── GIVEN DATA

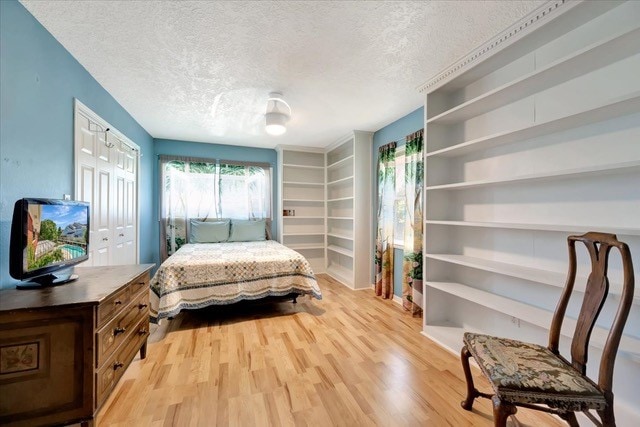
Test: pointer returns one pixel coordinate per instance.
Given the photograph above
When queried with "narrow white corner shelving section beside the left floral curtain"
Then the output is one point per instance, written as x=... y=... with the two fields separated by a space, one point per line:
x=349 y=245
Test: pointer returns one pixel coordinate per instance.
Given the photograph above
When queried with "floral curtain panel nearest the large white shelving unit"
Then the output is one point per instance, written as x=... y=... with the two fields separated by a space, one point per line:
x=412 y=260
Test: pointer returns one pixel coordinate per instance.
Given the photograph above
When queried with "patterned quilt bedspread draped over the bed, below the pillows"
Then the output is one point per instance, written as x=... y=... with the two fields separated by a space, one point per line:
x=199 y=275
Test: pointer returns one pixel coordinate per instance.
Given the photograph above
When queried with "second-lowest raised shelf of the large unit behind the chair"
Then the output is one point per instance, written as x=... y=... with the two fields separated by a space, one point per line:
x=537 y=275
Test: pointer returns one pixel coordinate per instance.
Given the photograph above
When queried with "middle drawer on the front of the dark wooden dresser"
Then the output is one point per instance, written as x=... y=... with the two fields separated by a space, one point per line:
x=110 y=337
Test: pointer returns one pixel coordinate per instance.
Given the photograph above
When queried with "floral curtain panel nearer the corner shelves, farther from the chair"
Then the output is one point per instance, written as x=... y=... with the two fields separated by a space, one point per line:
x=384 y=235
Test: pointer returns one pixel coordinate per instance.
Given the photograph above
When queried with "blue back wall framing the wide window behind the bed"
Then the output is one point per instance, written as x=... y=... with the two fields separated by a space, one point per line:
x=222 y=152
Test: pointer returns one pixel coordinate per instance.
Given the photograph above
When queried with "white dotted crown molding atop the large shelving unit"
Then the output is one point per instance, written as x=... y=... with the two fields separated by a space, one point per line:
x=526 y=25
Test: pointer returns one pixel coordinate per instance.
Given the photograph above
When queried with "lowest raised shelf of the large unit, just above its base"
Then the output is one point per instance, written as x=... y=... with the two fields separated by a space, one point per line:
x=530 y=314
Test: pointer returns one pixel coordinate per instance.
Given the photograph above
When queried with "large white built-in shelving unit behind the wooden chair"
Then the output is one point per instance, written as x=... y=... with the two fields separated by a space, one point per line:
x=530 y=138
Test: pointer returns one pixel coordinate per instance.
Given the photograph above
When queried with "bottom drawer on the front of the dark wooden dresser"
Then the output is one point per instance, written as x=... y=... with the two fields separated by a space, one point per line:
x=109 y=374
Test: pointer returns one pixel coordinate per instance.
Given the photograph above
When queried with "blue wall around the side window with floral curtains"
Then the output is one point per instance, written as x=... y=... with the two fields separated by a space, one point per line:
x=395 y=131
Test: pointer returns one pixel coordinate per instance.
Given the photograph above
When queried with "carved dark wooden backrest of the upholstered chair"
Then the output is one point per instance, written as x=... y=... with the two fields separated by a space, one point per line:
x=598 y=245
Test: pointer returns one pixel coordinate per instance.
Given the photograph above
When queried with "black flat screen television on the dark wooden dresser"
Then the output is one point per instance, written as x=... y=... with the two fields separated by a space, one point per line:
x=48 y=237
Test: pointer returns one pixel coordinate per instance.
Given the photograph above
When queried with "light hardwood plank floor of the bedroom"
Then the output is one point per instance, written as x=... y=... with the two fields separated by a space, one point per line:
x=351 y=359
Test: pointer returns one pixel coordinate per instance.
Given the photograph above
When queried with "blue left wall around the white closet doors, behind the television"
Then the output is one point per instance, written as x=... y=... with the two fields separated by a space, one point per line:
x=38 y=81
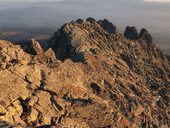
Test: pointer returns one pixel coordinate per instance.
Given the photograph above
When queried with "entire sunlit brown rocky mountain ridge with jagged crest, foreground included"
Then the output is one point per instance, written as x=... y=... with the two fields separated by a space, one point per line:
x=90 y=76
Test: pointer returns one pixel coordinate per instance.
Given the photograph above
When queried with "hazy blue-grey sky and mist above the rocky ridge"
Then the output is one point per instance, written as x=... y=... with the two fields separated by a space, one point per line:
x=151 y=14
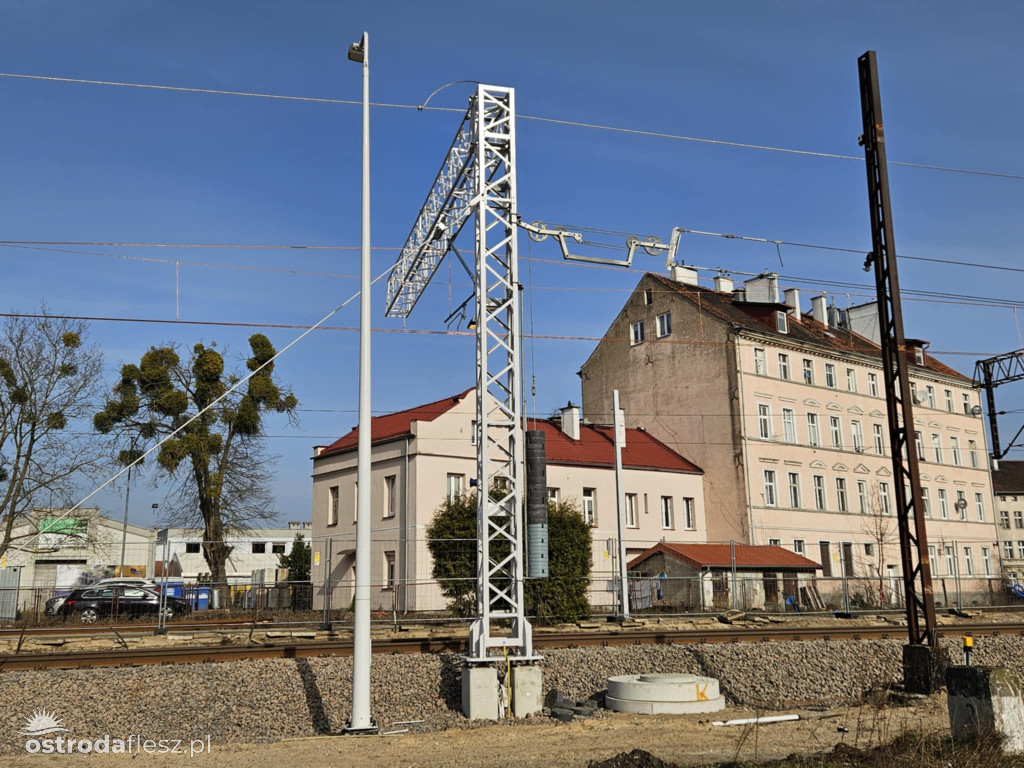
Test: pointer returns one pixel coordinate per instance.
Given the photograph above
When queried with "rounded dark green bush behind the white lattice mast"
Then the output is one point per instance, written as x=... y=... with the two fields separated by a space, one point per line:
x=562 y=598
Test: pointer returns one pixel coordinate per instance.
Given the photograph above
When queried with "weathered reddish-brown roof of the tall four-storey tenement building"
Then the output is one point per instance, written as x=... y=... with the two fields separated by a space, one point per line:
x=808 y=330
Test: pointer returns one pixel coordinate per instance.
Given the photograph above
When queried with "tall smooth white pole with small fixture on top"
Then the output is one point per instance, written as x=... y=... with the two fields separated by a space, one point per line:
x=361 y=720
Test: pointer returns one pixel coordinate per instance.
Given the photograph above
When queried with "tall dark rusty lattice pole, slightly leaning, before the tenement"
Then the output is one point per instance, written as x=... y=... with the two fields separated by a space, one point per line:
x=919 y=656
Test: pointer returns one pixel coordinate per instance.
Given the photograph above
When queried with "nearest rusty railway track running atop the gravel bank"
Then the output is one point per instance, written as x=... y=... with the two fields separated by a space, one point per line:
x=344 y=648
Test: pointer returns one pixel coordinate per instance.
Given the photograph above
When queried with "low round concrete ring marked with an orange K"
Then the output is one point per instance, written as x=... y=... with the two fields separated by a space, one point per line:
x=664 y=695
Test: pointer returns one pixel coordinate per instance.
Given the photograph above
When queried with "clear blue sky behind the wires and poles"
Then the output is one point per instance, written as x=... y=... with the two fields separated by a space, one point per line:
x=108 y=164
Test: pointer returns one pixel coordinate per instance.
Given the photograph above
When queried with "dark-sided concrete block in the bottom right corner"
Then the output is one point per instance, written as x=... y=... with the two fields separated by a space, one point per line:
x=987 y=700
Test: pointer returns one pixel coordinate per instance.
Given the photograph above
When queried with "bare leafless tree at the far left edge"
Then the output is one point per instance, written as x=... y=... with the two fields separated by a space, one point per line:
x=50 y=380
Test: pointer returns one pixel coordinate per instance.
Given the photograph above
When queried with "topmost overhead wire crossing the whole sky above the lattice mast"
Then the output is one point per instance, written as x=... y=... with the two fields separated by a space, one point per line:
x=549 y=121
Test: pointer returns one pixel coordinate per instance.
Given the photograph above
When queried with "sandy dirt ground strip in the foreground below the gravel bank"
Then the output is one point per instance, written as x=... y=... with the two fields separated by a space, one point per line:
x=680 y=739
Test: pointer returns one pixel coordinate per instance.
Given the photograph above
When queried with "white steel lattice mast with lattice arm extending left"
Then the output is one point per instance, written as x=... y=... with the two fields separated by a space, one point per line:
x=479 y=178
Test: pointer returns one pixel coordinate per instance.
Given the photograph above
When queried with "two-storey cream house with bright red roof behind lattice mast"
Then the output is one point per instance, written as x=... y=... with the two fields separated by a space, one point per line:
x=424 y=454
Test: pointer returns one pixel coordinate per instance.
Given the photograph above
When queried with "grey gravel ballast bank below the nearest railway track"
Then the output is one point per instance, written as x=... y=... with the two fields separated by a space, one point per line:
x=265 y=700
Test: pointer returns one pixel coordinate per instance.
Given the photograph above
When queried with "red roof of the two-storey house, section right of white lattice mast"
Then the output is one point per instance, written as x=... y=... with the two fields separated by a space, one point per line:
x=596 y=449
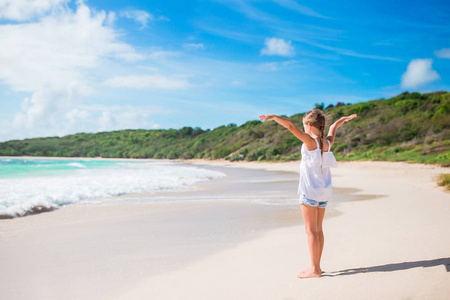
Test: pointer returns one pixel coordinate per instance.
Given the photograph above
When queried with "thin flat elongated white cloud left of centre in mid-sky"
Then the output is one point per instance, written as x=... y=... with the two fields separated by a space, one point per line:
x=146 y=82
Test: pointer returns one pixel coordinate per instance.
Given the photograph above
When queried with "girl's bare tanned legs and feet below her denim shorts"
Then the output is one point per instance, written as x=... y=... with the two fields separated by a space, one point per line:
x=314 y=232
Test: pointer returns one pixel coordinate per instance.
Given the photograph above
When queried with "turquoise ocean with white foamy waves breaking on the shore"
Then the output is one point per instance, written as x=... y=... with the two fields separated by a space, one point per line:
x=29 y=185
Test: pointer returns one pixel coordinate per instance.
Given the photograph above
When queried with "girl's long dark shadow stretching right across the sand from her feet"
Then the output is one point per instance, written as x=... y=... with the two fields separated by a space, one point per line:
x=393 y=267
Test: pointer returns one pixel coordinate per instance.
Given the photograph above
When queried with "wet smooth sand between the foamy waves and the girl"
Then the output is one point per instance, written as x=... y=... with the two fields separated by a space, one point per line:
x=94 y=249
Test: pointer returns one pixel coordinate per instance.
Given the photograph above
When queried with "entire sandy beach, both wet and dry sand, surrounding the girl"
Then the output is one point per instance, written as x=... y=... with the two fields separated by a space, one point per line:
x=389 y=241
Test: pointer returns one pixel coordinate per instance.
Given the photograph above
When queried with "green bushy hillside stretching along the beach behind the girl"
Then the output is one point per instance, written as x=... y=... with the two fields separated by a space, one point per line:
x=409 y=127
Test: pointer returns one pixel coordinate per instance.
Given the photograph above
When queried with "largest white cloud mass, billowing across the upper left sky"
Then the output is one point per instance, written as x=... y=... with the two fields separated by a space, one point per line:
x=52 y=58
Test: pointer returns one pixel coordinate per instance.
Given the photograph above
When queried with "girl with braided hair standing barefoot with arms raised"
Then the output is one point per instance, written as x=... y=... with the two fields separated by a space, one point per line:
x=315 y=177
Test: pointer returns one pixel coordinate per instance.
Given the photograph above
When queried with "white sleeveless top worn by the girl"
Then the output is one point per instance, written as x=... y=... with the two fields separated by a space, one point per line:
x=315 y=175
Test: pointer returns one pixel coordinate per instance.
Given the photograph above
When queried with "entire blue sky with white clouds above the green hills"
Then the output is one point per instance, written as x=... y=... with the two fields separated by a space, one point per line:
x=89 y=66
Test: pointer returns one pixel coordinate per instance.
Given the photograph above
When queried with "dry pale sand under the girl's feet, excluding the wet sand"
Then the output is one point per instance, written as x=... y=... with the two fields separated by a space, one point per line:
x=395 y=246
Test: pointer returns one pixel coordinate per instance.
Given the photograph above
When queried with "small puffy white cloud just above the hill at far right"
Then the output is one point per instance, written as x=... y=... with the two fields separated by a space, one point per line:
x=419 y=72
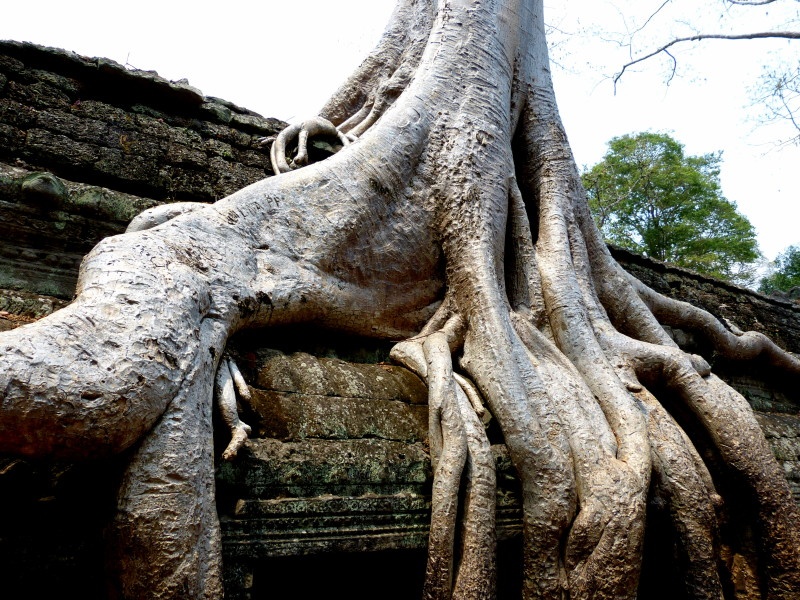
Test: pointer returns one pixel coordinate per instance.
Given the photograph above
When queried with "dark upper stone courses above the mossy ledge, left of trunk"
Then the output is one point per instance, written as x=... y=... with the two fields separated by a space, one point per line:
x=92 y=120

────

◆ ABOUT THIS TASK: Bring together every line in the entries that holds the string "wooden".

◆ RESPONSE TO THE TASK:
When queried with "middle drawer on the front of the dark wooden dresser"
When queried with "large white built-in shelving unit behind the wooden chair"
When queried with "bottom drawer on the front of the dark wooden dresser"
When queried with "carved dark wooden backrest of the upholstered chair"
When queried with "black flat screen television on the dark wooden dresser"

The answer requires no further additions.